• EXERCISE DETAILS:
Look for the line containing "Target: stroller wheel" in the listing below. Retype that line and every subsequent line through the last one, and only those.

— START —

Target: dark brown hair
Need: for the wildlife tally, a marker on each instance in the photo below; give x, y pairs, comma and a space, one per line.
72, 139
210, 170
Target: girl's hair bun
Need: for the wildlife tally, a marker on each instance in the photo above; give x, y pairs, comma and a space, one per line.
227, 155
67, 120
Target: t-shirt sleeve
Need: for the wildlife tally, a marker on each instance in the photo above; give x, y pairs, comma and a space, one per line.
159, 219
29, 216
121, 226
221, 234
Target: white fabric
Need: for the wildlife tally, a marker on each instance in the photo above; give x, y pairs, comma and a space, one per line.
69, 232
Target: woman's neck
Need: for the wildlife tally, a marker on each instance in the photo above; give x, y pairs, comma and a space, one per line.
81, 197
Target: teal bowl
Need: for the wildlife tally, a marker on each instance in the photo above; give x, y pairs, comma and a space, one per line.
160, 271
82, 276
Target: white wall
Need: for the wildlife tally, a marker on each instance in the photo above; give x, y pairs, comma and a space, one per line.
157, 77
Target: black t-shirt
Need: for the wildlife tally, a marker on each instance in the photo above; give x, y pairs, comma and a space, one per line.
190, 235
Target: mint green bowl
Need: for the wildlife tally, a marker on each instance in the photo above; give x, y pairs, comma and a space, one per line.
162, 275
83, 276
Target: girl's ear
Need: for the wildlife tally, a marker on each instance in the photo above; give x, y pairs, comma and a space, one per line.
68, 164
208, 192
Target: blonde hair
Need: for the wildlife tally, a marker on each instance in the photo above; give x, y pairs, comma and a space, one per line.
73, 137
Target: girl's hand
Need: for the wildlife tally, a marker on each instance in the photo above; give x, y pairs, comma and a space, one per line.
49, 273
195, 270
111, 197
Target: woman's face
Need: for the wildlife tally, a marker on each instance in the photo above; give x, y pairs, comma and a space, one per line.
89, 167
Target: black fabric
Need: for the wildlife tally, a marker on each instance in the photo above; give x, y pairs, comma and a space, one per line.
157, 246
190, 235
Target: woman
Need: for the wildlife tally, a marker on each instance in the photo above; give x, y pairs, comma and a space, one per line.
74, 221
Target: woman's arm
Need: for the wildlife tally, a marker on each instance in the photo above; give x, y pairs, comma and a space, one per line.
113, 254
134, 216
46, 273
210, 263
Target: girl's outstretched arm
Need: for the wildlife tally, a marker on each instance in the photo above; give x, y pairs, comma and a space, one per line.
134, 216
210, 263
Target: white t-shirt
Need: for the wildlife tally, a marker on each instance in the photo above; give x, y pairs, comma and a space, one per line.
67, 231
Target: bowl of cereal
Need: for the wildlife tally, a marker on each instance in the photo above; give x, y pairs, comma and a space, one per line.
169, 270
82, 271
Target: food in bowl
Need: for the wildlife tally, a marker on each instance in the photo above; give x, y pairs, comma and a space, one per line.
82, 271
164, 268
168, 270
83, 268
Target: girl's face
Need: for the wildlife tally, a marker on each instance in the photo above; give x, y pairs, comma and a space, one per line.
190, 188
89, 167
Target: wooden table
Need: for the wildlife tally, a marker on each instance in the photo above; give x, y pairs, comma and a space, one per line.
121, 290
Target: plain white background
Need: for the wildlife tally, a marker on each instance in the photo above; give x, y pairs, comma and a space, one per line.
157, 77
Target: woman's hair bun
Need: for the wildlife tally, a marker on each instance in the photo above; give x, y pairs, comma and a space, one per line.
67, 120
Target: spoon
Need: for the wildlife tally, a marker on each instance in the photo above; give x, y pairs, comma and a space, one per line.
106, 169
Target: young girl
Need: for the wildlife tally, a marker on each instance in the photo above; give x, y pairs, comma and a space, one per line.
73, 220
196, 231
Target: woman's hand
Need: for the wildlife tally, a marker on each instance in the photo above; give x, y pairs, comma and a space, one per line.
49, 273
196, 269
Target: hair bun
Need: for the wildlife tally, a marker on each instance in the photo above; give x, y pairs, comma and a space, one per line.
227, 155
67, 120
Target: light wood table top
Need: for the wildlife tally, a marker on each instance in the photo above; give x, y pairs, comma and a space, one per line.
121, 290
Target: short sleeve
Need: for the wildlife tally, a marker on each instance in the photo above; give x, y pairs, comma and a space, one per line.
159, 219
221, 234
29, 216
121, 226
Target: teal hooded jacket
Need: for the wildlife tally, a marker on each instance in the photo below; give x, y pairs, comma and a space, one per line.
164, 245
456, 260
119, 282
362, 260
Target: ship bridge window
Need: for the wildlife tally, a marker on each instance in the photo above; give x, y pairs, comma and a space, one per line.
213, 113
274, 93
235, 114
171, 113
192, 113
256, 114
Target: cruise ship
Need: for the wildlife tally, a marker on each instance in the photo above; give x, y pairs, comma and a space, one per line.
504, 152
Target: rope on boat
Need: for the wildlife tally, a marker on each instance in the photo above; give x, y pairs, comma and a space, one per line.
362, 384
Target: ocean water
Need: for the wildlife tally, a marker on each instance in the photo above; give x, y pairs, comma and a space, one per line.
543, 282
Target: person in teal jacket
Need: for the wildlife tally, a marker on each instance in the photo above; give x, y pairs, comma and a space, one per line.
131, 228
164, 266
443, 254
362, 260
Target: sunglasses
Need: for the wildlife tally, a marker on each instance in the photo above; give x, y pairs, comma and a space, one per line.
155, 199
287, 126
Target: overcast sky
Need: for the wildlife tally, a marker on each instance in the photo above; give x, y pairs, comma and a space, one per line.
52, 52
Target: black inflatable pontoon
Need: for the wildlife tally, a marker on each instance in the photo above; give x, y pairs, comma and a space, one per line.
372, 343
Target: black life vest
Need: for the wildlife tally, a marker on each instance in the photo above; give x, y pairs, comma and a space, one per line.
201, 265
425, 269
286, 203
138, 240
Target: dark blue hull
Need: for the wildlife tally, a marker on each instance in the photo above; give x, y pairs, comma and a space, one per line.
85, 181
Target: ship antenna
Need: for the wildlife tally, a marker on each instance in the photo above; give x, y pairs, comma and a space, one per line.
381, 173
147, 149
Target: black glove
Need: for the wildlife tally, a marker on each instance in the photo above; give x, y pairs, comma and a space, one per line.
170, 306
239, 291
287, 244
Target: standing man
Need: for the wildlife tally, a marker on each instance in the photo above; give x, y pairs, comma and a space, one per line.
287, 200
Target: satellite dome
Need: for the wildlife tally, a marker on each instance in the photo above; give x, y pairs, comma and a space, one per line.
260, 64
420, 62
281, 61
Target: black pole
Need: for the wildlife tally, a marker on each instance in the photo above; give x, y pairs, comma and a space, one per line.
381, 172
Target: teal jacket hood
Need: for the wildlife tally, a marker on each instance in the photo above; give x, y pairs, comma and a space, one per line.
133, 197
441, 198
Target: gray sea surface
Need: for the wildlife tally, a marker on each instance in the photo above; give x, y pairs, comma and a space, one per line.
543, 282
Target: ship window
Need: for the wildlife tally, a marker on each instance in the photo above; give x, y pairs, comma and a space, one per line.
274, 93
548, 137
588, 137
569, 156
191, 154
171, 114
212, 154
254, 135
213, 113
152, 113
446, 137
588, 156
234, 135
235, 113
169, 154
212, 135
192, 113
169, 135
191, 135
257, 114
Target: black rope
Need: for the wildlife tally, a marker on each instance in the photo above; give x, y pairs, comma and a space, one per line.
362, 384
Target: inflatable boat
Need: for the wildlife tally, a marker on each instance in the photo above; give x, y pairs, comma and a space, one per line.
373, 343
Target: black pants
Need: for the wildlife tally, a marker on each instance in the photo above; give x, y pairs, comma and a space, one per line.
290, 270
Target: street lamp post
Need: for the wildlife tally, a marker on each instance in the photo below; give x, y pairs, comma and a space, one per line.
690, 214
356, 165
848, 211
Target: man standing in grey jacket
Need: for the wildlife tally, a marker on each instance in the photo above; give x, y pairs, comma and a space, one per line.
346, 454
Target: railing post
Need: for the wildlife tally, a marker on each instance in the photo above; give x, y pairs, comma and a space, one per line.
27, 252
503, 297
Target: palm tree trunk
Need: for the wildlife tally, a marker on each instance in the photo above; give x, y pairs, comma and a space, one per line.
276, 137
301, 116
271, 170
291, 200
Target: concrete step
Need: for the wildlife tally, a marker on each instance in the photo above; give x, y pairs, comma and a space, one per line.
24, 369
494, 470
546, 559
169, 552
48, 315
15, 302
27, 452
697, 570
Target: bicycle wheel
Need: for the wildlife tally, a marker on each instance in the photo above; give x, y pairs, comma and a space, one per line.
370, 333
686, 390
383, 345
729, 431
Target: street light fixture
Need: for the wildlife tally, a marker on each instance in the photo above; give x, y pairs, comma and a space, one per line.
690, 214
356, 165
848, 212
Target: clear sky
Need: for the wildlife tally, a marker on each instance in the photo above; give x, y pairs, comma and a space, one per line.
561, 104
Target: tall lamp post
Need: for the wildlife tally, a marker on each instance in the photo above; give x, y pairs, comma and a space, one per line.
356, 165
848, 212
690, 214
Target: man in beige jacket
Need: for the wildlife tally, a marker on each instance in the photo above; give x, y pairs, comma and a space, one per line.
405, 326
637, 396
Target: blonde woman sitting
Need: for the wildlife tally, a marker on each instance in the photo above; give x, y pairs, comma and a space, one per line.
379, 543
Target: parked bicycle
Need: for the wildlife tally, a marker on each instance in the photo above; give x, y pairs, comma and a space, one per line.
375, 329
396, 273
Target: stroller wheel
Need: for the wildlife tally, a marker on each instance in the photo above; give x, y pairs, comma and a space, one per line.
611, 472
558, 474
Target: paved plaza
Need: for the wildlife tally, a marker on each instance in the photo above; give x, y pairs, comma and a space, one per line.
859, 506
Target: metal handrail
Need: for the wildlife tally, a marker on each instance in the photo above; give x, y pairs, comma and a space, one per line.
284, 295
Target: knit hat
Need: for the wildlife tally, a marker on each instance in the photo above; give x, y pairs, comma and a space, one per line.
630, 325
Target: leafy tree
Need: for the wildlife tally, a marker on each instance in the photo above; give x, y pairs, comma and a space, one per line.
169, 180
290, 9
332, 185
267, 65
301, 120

— END —

• SOLUTION FOR THIS EXERCISE:
Target: stroller wheel
Need: for the wildlife tally, a marker on each instance in the photo above; give x, y pairs, comma and a space, one per line.
611, 472
558, 474
Target: paved plaza
Need: for the wildlife tally, a marker on each instance in the photo above; give x, y pairs, comma and a space, one per line.
859, 506
Target: metal handrail
Need: for the wildlife tally, a marker on each instance in the photo above; give x, y pairs, comma and a space, one per line.
284, 295
Target: knit hat
Need: for the wildlife tally, a marker on each instance in the photo above; give x, y pairs, comma and a space, one per line.
630, 325
Target: leafy tree
Need: for the wildlife tally, a marker on each instance in the photo above; give x, y pairs, comma and a space, one per line.
169, 180
290, 9
332, 185
267, 65
301, 120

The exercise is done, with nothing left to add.